= EXTRAIT DU DOCUMENT =
Dans la complexité déterminée par l’incidence de ces divers facteurs sur la pratique clinique, mais également sur la culture de la médecine en général, il faut donc maintenir comme une évidence absolue le commandement suprême de la proximité responsable, comme cela apparaît clairement dans la page évangélique du Samaritain (cf. Lc 10, 25-37). On pourrait dire que l’impératif catégorique est celui de ne jamais abandonner le malade. L’angoisse de la condition qui nous conduit au seuil de la limite humaine suprême, et les choix difficiles qu’il faut faire, nous exposent à la tentation de nous soustraire à la relation. Mais c’est là le lieu où nous sont demandés amour et proximité, plus que tout autre chose, en reconnaissant la limite qui nous est commune à tous et en nous rendant précisément là, solidaires. Que chacun donne de l’amour de la façon qui lui est propre: comme père ou comme mère, fils ou fille, frère ou sœur, médecin ou infirmière. Mais qu’il le donne! Et si nous savons que nous ne pouvons pas toujours garantir la guérison de la maladie, nous pouvons et nous devons toujours prendre soin de la personne vivante: sans abréger nous-mêmes sa vie, mais également sans nous acharner inutilement contre sa mort. C’est sur cette ligne que se situe la médecine palliative. Celle-ci revêt une grande importance également sur le plan culturel, en s’engageant à combattre tout ce qui rend la mort plus angoissante et difficile, c’est-à-dire la douleur et la solitude.

= LIGNES EXTRAITES =
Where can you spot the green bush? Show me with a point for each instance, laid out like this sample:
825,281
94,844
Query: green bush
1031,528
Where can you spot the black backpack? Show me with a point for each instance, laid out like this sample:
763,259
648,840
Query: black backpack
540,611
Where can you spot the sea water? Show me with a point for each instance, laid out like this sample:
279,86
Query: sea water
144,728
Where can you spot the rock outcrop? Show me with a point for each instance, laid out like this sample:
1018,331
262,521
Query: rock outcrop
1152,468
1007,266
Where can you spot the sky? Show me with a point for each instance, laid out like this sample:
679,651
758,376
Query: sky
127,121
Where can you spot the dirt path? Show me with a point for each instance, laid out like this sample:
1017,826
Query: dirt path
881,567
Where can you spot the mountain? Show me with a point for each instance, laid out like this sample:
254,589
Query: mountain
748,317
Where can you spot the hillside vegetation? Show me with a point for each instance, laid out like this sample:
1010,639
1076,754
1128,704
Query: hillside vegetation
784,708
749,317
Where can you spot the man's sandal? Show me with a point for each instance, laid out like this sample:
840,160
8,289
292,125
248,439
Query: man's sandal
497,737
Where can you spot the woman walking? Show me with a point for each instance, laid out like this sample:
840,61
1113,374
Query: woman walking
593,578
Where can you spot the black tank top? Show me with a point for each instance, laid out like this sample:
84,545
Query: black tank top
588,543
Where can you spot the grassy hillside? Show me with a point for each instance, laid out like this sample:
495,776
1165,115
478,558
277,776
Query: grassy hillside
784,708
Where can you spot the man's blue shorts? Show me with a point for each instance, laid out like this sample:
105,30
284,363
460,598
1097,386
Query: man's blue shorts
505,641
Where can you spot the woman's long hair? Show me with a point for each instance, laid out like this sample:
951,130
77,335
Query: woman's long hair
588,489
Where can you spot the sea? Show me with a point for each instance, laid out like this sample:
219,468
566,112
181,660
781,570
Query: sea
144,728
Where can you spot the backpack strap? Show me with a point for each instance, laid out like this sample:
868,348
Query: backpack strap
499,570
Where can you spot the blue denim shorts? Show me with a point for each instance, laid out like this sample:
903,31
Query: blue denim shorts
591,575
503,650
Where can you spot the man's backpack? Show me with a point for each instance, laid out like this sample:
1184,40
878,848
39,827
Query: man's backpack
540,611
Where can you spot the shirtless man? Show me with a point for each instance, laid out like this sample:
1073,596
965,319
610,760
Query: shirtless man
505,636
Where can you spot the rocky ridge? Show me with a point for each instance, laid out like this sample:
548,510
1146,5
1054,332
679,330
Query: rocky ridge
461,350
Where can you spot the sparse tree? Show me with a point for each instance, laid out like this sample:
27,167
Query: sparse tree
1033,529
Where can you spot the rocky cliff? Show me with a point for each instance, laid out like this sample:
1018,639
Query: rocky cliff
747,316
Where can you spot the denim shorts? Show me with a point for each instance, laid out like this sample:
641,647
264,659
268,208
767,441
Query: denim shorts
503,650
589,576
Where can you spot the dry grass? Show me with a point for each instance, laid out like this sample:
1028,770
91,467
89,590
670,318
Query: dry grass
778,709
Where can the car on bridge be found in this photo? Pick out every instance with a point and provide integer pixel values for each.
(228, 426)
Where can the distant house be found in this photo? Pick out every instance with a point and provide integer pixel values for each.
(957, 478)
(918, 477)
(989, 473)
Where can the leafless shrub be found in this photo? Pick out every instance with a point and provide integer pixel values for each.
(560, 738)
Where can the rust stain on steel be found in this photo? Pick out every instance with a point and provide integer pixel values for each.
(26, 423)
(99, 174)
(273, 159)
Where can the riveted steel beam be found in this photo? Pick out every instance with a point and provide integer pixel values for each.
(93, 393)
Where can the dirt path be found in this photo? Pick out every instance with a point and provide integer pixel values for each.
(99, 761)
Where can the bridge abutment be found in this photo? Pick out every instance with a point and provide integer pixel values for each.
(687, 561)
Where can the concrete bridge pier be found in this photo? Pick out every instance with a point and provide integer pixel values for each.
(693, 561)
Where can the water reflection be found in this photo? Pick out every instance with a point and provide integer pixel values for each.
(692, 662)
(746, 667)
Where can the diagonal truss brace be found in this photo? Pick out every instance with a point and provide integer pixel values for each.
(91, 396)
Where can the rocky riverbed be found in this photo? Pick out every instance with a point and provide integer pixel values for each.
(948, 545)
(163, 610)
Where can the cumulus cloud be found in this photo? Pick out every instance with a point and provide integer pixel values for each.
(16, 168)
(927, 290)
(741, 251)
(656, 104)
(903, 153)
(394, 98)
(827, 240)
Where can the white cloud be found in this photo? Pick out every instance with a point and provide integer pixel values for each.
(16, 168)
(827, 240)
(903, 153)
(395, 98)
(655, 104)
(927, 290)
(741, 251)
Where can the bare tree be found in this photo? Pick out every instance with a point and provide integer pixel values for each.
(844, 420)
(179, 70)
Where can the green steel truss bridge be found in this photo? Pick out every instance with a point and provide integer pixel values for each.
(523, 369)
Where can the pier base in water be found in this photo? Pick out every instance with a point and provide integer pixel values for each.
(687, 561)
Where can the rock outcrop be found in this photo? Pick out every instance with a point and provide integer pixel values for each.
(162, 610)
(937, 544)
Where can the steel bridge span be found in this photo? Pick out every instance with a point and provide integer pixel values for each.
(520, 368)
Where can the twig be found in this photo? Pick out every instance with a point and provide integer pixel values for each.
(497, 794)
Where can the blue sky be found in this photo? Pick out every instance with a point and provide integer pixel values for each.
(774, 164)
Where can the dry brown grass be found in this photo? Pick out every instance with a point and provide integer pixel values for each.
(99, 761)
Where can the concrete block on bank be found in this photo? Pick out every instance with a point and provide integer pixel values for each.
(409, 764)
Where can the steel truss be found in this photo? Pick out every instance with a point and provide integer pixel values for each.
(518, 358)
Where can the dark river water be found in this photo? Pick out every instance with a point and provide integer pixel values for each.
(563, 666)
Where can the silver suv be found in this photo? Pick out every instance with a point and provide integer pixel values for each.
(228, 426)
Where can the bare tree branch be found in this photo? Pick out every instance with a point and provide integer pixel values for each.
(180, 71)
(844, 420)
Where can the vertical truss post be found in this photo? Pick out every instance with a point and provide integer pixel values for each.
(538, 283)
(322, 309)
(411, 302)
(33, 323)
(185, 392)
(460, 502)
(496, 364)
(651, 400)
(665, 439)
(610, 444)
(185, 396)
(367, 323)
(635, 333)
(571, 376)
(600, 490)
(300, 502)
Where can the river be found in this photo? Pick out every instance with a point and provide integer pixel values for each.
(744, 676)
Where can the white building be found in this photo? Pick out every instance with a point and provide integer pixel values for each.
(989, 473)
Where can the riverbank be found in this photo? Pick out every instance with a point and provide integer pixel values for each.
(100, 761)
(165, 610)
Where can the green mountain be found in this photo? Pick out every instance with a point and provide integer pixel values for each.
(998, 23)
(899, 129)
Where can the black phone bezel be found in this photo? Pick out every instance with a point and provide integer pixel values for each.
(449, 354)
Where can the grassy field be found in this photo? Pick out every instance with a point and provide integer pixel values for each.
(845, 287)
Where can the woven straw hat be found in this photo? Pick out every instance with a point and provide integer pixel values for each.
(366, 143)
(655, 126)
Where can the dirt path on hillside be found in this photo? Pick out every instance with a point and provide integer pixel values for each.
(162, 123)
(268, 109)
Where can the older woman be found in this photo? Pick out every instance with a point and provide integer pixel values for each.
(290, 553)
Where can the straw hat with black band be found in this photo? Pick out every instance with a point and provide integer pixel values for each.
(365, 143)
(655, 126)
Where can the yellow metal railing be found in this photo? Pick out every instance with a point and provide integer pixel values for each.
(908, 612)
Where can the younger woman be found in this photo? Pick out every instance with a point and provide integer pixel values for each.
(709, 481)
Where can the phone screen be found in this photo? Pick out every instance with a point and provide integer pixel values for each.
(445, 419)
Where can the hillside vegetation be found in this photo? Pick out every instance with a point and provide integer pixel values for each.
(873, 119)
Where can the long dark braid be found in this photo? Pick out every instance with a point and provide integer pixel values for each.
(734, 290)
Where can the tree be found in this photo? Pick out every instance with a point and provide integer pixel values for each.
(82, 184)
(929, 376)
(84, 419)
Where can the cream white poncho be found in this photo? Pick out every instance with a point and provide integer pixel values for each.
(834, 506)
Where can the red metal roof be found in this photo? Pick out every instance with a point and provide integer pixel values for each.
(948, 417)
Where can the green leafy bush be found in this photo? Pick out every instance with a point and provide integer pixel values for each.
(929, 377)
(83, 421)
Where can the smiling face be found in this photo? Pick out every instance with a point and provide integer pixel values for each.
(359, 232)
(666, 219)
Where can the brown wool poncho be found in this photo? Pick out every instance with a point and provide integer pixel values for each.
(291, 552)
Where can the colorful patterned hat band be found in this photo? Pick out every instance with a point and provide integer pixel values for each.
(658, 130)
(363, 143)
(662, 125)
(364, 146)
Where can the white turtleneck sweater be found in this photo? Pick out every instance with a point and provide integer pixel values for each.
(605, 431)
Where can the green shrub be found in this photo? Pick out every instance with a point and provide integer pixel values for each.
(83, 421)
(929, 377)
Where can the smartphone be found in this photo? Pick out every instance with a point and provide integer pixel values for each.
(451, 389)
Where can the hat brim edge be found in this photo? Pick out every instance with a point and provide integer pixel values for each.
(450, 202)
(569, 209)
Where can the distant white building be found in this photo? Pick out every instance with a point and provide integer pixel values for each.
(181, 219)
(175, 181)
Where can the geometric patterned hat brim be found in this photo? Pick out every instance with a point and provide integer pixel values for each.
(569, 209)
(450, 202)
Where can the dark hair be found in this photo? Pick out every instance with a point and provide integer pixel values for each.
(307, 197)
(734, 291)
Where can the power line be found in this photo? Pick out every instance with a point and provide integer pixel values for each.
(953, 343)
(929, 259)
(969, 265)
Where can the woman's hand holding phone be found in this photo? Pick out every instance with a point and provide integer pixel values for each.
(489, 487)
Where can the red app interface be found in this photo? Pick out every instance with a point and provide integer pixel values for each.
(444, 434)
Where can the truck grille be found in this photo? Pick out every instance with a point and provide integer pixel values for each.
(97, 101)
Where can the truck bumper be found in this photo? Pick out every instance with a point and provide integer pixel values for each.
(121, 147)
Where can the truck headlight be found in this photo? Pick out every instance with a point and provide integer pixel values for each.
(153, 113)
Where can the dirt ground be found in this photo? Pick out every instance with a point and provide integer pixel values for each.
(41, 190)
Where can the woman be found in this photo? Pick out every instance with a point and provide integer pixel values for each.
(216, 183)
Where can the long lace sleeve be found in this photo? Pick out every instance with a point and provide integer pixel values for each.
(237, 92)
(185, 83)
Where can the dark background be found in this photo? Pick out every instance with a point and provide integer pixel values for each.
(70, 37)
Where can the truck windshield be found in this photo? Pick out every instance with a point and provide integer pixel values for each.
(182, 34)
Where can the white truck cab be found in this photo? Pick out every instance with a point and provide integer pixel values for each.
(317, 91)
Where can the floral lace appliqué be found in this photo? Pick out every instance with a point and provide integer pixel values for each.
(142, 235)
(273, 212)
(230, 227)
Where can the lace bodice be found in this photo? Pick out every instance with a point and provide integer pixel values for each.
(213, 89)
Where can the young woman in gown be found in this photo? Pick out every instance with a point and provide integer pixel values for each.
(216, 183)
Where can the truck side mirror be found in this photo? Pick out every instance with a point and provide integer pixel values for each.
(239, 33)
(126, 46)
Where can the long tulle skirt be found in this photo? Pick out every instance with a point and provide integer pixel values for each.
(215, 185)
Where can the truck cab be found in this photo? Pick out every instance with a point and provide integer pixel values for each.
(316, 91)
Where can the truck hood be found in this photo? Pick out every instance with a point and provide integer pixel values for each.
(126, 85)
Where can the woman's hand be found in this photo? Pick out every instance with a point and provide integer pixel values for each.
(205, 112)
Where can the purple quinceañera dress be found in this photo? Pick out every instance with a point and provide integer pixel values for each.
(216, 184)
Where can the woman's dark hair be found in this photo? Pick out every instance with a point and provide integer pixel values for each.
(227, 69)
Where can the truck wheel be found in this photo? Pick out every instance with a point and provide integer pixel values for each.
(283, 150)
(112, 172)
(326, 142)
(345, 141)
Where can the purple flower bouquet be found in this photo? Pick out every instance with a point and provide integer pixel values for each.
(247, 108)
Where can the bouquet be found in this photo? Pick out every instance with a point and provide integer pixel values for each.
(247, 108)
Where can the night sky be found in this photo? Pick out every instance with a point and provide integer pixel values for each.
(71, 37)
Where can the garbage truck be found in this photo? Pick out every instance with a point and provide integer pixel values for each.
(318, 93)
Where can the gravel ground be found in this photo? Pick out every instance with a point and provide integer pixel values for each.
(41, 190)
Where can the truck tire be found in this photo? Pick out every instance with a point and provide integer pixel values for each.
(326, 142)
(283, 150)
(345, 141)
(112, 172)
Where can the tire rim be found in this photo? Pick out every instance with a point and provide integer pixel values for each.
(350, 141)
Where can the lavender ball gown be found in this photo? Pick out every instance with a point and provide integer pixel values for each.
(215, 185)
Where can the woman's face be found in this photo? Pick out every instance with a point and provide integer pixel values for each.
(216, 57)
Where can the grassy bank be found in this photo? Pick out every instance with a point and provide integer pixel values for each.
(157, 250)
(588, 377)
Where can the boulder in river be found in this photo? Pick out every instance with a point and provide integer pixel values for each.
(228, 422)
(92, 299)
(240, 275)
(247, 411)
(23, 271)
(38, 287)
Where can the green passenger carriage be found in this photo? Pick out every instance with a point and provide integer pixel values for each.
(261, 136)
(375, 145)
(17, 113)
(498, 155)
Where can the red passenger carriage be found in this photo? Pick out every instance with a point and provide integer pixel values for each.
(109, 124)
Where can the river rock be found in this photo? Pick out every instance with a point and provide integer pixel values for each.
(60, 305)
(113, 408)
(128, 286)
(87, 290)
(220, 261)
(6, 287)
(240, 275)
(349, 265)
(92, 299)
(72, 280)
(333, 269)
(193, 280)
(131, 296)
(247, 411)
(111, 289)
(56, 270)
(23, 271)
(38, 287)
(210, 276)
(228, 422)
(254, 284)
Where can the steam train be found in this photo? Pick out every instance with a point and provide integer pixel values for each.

= CONSIGNES DES TÂCHES =
(a) Selon l'extrait sur la fin de vie et la médecine palliative, quelles sont les deux choses que la médecine palliative s'engage à combattre ?
(b) Prolongez le texte sur la fin de vie et la médecine palliative en reprenant juste après sa dernière phrase.
Ces lignes sont tirées d'une autre source que l'extrait.

= RÉPONSES AUX TÂCHES =
(a) La douleur et la solitude.

(b)
Au sein des sociétés démocratiques, des arguments délicats de ce type doivent être affrontés avec calme: de façon sérieuse et réfléchie, et bien disposés à trouver des solutions — notamment normatives — le plus possible partagées. D’un côté, en effet, il faut tenir compte de la diversité des visions du monde, des convictions éthiques et des appartenances religieuses, dans un climat d’écoute et d’accueil réciproque. De l’autre, l’Etat ne peut renoncer à protéger tous les sujets concernés, en défendant l’égalité fondamentale selon laquelle chacun est reconnu par le droit comme être humain qui vit avec les autres en société. Une attention particulière doit être réservée aux plus faibles, qui ne peuvent faire valoir seuls leurs propres intérêts. Si ce noyau de valeurs essentielles à la coexistence disparaît, vient à manquer également la possibilité de s’entendre sur la reconnaissance de l’autre qui est le présupposé de tout dialogue et de la vie elle-même qui y est liée. La législation dans le domaine médical et de la santé exige elle aussi cette ample vision et un regard d’ensemble sur ce qui promeut le plus le bien commun dans les situations concrètes.
Dans l’espoir que ces réflexions puissent vous aider, je vous souhaite de tout cœur que votre rencontre se déroule dans un climat serein et constructif; que vous puissiez identifier les voies les plus adéquates pour affronter ces questions délicates, en vue du bien de tous ceux que vous rencontrez et avec lesquels vous collaborez dans votre profession exigeante.
Que le Seigneur vous bénisse et que la Vierge vous protège.